## BEGIN SUPPLIED RECORDS
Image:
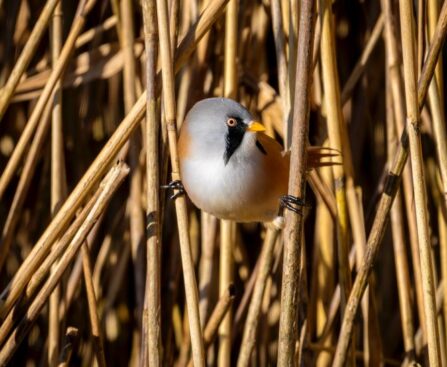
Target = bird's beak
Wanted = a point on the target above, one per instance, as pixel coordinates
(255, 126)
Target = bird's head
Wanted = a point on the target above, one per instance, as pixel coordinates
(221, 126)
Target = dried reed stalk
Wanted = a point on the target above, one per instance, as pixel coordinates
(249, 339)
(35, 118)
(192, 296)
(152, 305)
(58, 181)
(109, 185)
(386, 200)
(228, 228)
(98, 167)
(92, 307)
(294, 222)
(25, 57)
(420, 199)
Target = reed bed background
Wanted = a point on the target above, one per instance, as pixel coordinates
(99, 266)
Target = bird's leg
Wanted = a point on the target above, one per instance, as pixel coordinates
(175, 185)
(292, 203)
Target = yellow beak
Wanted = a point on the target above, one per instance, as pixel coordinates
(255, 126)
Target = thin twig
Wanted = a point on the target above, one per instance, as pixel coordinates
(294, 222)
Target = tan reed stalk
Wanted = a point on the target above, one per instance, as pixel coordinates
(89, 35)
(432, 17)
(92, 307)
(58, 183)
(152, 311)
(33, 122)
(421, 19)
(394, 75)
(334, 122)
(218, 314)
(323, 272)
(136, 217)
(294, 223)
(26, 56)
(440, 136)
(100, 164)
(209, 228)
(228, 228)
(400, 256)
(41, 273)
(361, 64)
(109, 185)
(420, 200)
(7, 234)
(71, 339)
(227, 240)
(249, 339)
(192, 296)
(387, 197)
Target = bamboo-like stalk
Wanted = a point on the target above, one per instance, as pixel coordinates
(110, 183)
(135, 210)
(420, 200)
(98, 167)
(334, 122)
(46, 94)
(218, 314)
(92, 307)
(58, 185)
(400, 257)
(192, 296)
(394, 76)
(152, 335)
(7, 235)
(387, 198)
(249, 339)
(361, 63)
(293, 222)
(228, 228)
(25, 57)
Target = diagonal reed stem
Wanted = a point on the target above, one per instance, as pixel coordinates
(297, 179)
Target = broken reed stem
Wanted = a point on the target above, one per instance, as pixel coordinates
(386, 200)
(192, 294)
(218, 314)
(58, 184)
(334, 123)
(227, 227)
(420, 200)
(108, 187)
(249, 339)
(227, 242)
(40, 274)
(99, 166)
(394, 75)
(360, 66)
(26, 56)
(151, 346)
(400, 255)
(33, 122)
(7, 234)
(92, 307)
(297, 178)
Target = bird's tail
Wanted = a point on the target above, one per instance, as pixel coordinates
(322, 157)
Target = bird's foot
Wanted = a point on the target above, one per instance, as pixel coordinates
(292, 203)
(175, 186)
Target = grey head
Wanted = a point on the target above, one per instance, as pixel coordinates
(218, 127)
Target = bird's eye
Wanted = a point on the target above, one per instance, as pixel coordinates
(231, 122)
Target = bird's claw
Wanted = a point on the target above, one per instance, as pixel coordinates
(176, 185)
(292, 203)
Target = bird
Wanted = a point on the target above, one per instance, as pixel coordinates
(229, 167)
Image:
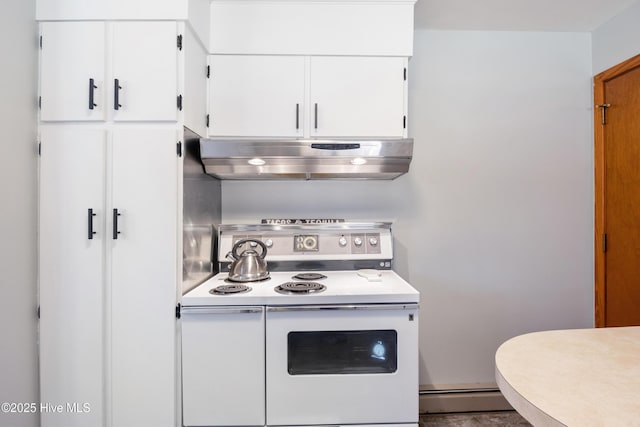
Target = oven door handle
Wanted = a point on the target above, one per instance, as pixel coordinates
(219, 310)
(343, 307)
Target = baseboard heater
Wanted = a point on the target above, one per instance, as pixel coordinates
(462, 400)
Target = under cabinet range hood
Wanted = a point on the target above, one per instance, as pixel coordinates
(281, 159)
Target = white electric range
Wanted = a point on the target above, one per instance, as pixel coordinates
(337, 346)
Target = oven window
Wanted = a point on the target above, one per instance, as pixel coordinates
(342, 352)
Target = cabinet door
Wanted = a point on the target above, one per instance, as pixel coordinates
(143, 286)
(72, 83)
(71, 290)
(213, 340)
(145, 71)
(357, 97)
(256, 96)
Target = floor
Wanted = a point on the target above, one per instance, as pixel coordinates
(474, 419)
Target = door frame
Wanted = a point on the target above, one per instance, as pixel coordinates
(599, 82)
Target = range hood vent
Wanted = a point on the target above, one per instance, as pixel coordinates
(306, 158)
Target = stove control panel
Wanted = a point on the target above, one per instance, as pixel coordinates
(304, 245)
## END SUPPLIED RECORDS
• _WHAT IS ASKED_
Can you rewrite the whole listing, replacing every "pixel coordinates" with "x-y coordinates" and keeping everything else the same? Leave the pictures out of your answer.

• _THE SOLUTION_
Image:
Target = bird's beak
Wanted = a point on the target above, one per instance, as x-y coordinates
(255, 126)
Target = bird's head
Wanted = a point on the target above, one per instance, as x-y coordinates
(221, 126)
Target = dried reed stalk
Wanted = a point on the target above, one per instance, as x-y coordinates
(249, 339)
(35, 118)
(192, 296)
(152, 305)
(58, 181)
(109, 185)
(386, 200)
(228, 228)
(98, 167)
(92, 307)
(294, 222)
(25, 57)
(420, 199)
Target = reed bed background
Wanted = a point on the target above, one per instance, as x-y coordinates
(99, 266)
Target = bird's leg
Wanted = a point on the target above, one per instance, as x-y coordinates
(175, 185)
(292, 203)
Target = yellow beak
Wanted = a point on the target above, one per instance, as x-y coordinates
(255, 126)
Target = thin twig
Wanted = a point on the target above, one per instance, as x-y coordinates
(294, 222)
Target = tan reed stalk
Wanted = a point on the target above, one per instance, as x-y coordinates
(89, 35)
(432, 17)
(92, 307)
(58, 183)
(152, 311)
(33, 122)
(421, 19)
(394, 75)
(334, 122)
(218, 314)
(323, 272)
(136, 217)
(294, 223)
(26, 56)
(440, 136)
(100, 164)
(209, 228)
(228, 228)
(400, 256)
(41, 273)
(361, 64)
(109, 185)
(420, 200)
(7, 234)
(71, 339)
(227, 240)
(249, 339)
(192, 296)
(387, 197)
Target = bamboo-like stalk
Wanted = a point on the target above, one per instance, as x-y coordinates
(110, 183)
(135, 210)
(420, 200)
(98, 167)
(334, 122)
(46, 94)
(218, 314)
(92, 307)
(58, 185)
(400, 257)
(192, 296)
(394, 76)
(152, 335)
(7, 235)
(387, 198)
(249, 339)
(361, 63)
(293, 222)
(228, 228)
(25, 57)
Target = diagonal reed stem
Wanted = a point on the target above, one per instance, as x-y coordinates
(297, 179)
Target = broken reed stem
Wanted = a point on the target above, one per instance, as x-y coordinates
(386, 200)
(192, 294)
(218, 314)
(58, 184)
(334, 123)
(227, 227)
(420, 200)
(108, 187)
(249, 339)
(227, 242)
(40, 274)
(99, 166)
(394, 75)
(360, 66)
(26, 56)
(151, 346)
(400, 255)
(33, 122)
(7, 234)
(92, 307)
(297, 178)
Target = bird's tail
Wanted = a point on the target above, one per instance, as x-y coordinates
(322, 157)
Target = bird's foot
Wanted = a point on the target above, one per instance, as x-y coordinates
(292, 203)
(175, 186)
Target = grey head
Wanted = a point on the target above, one per instance, as x-y coordinates
(218, 127)
Target = bird's eye
Wanted = a point on the target above, one per instance, as x-y coordinates
(231, 122)
Target = bird's claw
Wanted = a point on the target above, one per instance, as x-y coordinates
(176, 185)
(292, 203)
Target = bird
Wanted = a point on the target above, one per instance, as x-y coordinates
(229, 167)
Image:
Target = oven door handle
Wanted = a point on the target above, one per instance, as x-y coordinates
(219, 310)
(343, 307)
Target = baseboard heater
Wanted = a point on the target above, one per instance, as x-y coordinates
(462, 400)
Target = under cabinet range hood
Wanted = a point on the target above, one per instance, as x-y coordinates
(281, 159)
Target = white electric range
Wanted = a point on the target above, one per instance, as x-y coordinates
(337, 346)
Target = oven window
Wanted = a point on the target above, one per instance, as x-y coordinates
(342, 352)
Target = cabinet door
Wanted = a point on the target above, one per instance, as x-y coordinates
(143, 286)
(72, 83)
(71, 290)
(213, 340)
(145, 71)
(357, 97)
(256, 96)
Target = floor
Wanted = a point on the target above, one per instance, as x-y coordinates
(474, 419)
Target = door frame
Wanted = a point on the target above, one per instance, as x-y coordinates
(599, 82)
Target = range hood vent
Wanted = a point on the target above, one per instance, as x-y coordinates
(306, 158)
Target = stove control panel
Wanted = a point on the target above, one per instance, as x-y coordinates
(304, 245)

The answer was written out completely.